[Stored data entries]
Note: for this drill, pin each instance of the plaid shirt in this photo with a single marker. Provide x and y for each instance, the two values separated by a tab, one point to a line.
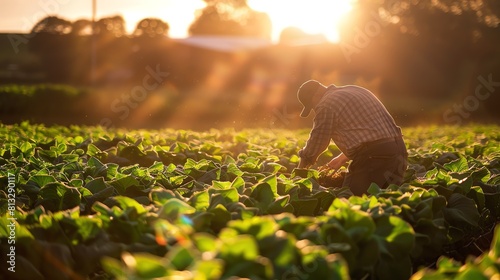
350	116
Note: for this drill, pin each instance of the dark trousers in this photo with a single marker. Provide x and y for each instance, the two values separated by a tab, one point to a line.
382	162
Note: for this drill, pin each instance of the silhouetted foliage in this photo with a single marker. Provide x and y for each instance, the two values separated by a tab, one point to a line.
151	27
52	25
82	27
111	26
418	56
232	18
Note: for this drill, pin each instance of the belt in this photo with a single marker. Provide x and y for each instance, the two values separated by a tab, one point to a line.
382	141
377	142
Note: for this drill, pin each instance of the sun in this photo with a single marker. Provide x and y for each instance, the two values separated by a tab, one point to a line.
311	16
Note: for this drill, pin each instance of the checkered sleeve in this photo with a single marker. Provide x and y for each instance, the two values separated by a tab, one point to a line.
320	136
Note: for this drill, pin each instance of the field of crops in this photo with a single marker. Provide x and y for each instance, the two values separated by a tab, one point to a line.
88	203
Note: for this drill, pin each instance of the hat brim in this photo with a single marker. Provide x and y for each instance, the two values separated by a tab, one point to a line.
305	112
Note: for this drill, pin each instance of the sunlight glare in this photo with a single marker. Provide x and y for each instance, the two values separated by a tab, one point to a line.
312	16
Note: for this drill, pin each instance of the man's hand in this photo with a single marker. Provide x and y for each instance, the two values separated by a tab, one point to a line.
304	164
335	163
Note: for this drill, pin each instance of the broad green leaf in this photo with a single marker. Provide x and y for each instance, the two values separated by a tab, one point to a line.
127	202
459	165
180	257
259	227
200	200
208	269
96	185
205	242
221	185
304	207
394	236
239	248
88	228
149	266
461	210
6	230
122	184
57	196
175	207
41	180
359	225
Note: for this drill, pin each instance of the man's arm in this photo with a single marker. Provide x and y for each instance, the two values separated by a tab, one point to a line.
337	162
319	139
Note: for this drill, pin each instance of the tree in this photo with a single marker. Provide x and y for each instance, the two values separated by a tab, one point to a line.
151	27
110	26
52	25
232	18
82	27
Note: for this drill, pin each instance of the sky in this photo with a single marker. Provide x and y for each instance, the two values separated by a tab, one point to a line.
323	17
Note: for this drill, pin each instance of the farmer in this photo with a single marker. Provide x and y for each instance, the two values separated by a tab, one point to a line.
363	130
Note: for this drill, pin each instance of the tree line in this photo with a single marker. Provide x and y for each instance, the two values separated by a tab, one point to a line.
432	51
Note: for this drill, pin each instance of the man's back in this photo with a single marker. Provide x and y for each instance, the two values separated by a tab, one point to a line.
357	117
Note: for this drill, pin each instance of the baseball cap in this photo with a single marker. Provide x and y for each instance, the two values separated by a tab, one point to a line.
305	95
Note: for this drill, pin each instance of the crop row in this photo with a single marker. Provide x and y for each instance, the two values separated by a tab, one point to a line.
148	204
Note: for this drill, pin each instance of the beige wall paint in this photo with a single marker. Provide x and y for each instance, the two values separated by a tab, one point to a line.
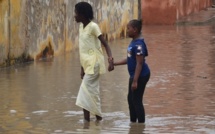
169	11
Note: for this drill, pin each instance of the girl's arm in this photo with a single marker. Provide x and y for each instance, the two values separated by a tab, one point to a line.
108	51
82	72
122	62
140	61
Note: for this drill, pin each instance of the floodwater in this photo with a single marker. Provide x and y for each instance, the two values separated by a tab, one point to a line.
39	97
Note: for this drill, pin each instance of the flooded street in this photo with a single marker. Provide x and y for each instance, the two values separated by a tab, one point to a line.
39	97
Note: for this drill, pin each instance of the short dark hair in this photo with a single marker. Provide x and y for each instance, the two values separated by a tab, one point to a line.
85	9
136	24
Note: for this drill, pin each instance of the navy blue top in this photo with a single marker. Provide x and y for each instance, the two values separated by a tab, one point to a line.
137	47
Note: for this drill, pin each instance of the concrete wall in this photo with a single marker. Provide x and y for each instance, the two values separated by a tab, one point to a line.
169	11
32	29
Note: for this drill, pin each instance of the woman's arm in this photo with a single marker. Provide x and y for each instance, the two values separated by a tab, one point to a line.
108	51
140	61
122	62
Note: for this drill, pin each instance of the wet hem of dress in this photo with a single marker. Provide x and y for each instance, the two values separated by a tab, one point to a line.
91	112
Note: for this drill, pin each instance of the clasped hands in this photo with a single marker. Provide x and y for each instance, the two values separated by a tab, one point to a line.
111	64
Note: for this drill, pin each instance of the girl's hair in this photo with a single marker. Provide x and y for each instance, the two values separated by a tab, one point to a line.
136	24
85	9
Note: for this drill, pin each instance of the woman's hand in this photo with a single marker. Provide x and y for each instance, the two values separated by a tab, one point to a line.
82	73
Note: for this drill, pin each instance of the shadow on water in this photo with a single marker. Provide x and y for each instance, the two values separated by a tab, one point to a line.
39	97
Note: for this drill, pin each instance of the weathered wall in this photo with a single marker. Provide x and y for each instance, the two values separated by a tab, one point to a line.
32	29
186	7
169	11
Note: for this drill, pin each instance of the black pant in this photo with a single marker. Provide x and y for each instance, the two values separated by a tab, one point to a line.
135	100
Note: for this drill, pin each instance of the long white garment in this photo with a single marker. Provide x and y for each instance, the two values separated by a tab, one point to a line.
89	94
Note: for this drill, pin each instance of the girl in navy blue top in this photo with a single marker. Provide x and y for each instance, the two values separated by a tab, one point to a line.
138	70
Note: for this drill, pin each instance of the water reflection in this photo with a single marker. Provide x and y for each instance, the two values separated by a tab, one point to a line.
39	97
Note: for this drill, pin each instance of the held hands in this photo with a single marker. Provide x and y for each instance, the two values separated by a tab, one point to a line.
82	74
111	64
134	85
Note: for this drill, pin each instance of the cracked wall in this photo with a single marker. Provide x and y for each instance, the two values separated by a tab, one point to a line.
33	29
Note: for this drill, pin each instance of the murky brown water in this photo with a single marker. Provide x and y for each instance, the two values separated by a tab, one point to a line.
39	97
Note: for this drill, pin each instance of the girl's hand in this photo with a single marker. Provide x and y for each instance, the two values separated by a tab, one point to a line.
82	74
111	64
134	85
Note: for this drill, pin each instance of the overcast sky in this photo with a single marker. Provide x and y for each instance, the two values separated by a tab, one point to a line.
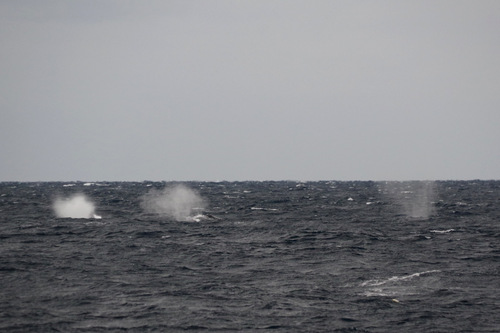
249	90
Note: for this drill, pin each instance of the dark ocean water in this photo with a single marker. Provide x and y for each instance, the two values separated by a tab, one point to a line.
263	256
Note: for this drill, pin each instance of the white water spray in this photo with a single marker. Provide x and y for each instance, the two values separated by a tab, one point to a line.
76	207
416	198
179	202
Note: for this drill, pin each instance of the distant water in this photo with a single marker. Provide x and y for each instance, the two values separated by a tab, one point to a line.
251	256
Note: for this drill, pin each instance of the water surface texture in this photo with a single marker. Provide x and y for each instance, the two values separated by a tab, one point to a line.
250	256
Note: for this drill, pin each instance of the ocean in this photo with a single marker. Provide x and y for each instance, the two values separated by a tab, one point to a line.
281	256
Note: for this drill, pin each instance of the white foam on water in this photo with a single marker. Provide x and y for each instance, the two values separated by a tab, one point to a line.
77	206
397	285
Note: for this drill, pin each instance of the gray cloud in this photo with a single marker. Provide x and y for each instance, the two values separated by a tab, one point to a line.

(TASK INSTRUCTIONS)
Every line above should be retyped exactly; the pictures do not belong in the copy.

(RESULT FOR THIS EXERCISE)
Note: for this drill, pin each instance of the plaid shirt in this photo with a single marker. Provide x and y for each instance, the two values separated by a tab, one point to a line.
350	116
Note: for this drill, pin each instance of the dark trousers in this photo with a single marker. Provide x and y for each instance, the two values separated by a tab, one point to a line.
382	162
Note: for this drill, pin each instance of the silhouetted foliage in this photo with a single marker. Provide x and y for each instance, the two values separated by a tab, one point to a line.
151	27
52	25
82	27
111	26
418	56
232	18
Note: for this drill, pin each instance of the belt in this photo with a single marker. Provide x and y for each instance, the two values separated by a tab, one point to a line.
382	141
377	142
Note: for this drill, pin each instance of the sun in this photo with a single marker. Provide x and y for each instance, the two values separated by a tab, one point to a line.
311	16
Note: for this drill, pin each instance of the checkered sleeve in this photo with a single marker. Provide x and y for each instance, the two values separated by a tab, one point to a line.
320	136
Note: for this drill, pin each instance of the field of crops in this photo with a single marker. Provide x and y for each instance, the two values separated by a tab, one point to a line.
88	203
Note: for this drill, pin each instance of the hat brim in this photo with a single marker. Provide x and y for each instance, the two values separated by a tab, one point to a line.
305	112
Note: for this drill, pin each instance of the sunlight glare in this photo with a single marker. Provide x and y for each instance, the two values separated by a tab, one point to a line.
312	16
Note: for this drill, pin each instance of the man's hand in this photo with a single marker. Provide x and y for each instance, the two values separated by a tab, one point to a line.
304	164
335	163
Note: for this drill, pin each instance of the broad green leaf in this photo with a single marker. Provide x and y for each instance, the two values separated by a tab, one point to a line.
127	202
459	165
180	257
259	227
200	200
208	269
96	185
205	242
221	185
304	207
394	236
239	248
88	228
149	266
461	210
6	230
122	184
57	196
175	207
41	180
359	225
Note: for this drill, pin each instance of the man's arm in this photo with a single marker. Provide x and y for each instance, the two values separated by a tab, one point to a line.
337	162
319	139
Note: for this drill, pin each instance of the tree in this photo with a single marker. Provide x and y for each instance, the two values separated by a tab, one point to a line.
151	27
110	26
52	25
232	18
82	27
Note: for this drill, pin each instance of the sky in this photo with a single marker. Provide x and y for each instance, the two values separated by a tab, one point to a line.
323	17
Note: for this drill, pin each instance of the farmer in this photo with a single marker. Provide x and y for each instance, the two values separated by a tab, one point to a line.
363	130
Note: for this drill, pin each instance of the tree line in this photo with a single marker. Provide x and y for each instance, the two values separated by a tab, one point to a line.
432	51
Note: for this drill, pin each instance of the man's back in this photo with a single marker. Provide x and y for each instance, the two values separated by a tab, one point to a line.
357	117
Note: for this drill, pin each instance of the baseball cap in this photo with a single marker. Provide x and y for each instance, the two values separated by a tab, one point to a line.
305	95
Note: for this drill, pin each instance of the crop row in this photo with a single marker. Provide x and y for each instance, the two values separated by a tab, one point to a line.
148	204
Note: for this drill, pin each instance of the beige wall paint in this photo with a single marker. Provide x and y for each instance, the two values separated by a tab, one point to a line.
169	11
Note: for this drill, pin each instance of the girl's arm in this photo with a single marker. Provide x and y for each instance, the two values separated by a tab, one point to a line.
108	51
82	72
122	62
140	61
Note: for this drill, pin each instance of the floodwater in this photo with a single marker. Provide x and y for each instance, the two values separated by a tab, one point to a line.
39	97
Note: for this drill, pin each instance of the flooded street in this photo with a single marker. Provide x and y for each instance, the two values separated by a tab, one point to a line.
39	97
Note: for this drill, pin each instance of the short dark hair in this photo with a single marker. Provide x and y for each instance, the two values separated by a tab, one point to a line.
85	9
136	24
Note: for this drill, pin each instance of the navy blue top in this photo with a single marker. Provide x and y for each instance, the two values separated by a tab, one point to a line.
137	47
Note: for this drill, pin each instance of the concrete wall in this photo with a single marker. Provide x and y for each instance, the two values separated by a tab, one point to a line.
169	11
32	29
Note: for this drill, pin each instance of the woman's arm in this photo with a single marker. Provide x and y for each instance, the two values separated by a tab, one point to a line.
108	51
140	61
122	62
Note: for this drill, pin each instance of the wet hem of dress in this photo with a single marker. Provide x and y for each instance, the two values separated by a tab, one point to a line.
91	112
Note: for this drill, pin each instance of the clasped hands in this photo with a single marker. Provide x and y for each instance, the two values separated by a tab, one point to a line.
111	64
Note: for this drill, pin each instance of the girl's hair in this photo with a single marker. Provide x and y for each instance, the two values separated by a tab, one point to a line.
136	24
85	9
Note: for this drill, pin each instance of the woman's hand in this photo with a single marker. Provide x and y for each instance, the two values separated by a tab, one point to a line.
82	73
Note: for this drill, pin each instance of the shadow on water in this photo with a single marker. Provide x and y for each instance, the two values separated by a tab, one point to a line.
39	97
Note: for this drill, pin each instance of the weathered wall in this photo with a single marker. Provide x and y for each instance, the two values separated by a tab, one point to a line.
32	29
186	7
169	11
Note: for this drill, pin each instance of the black pant in this photo with a single marker. Provide x and y for each instance, the two values separated by a tab, one point to a line.
135	100
Note: for this drill, pin each instance of the long white garment in this photo with a single marker. Provide x and y for each instance, the two values separated by a tab, one point to a line.
89	94
Note: for this drill, pin each instance of the girl in navy blue top in this photo with a single marker. Provide x and y for each instance, the two values separated by a tab, one point to a line.
138	70
Note: for this drill, pin each instance of the water reflection in this photo with a single marker. Provide x and y for each instance, the two values separated by a tab, one point to a line.
39	97
Note: for this drill, pin each instance of the held hands in this photo with a single marker. Provide x and y for each instance, the two values separated by a tab, one point to a line.
82	74
111	64
134	85
Note: for this drill, pin each instance of the cracked wall in this photo with a single marker. Provide x and y for each instance, the two values separated by a tab, one point to a line.
33	29
Note: for this drill, pin each instance of the murky brown water in this photo with a single marker. Provide x and y for each instance, the two values separated by a tab, one point to a line.
39	97
Note: for this drill, pin each instance of the girl's hand in this photo with a single marker. Provide x and y for each instance, the two values separated by a tab, one point to a line.
82	74
111	64
134	85
Note: for this drill, pin each instance of the overcast sky in this photo with a single marker. Provide x and y for each instance, the two values separated by a tab, one point to a line.
249	90
Note: for this drill, pin each instance of the dark ocean water in this photo with a single marker. Provide x and y for each instance, the two values separated by a tab, one point to a line.
263	256
Note: for this drill, pin each instance of the white water spray in this photo with a single marker. Provide x and y for each instance, the two values separated by a tab, one point to a line.
76	207
416	198
179	202
Note: for this drill, pin each instance of the distant water in this photo with a single marker. Provide x and y for each instance, the two values separated by a tab, one point to a line.
251	256
Note: for this drill, pin each instance of the water surface texture in this photo with a single marker. Provide x and y for each instance, the two values separated by a tab, one point to a line.
250	256
Note: for this drill, pin each instance of the ocean in this photo with a single marker. Provide x and y for each instance, the two values separated by a tab, one point to a line.
281	256
Note: for this drill, pin each instance of the white foam on water in this photo with a single marker. Provide x and y for each instance, the two values separated by a tab, one point to a line.
77	206
397	285
Note: for this drill, pin each instance of the gray cloud in this photo with a single marker. Provide x and y for each instance, the two values separated by a tab, one point to a line.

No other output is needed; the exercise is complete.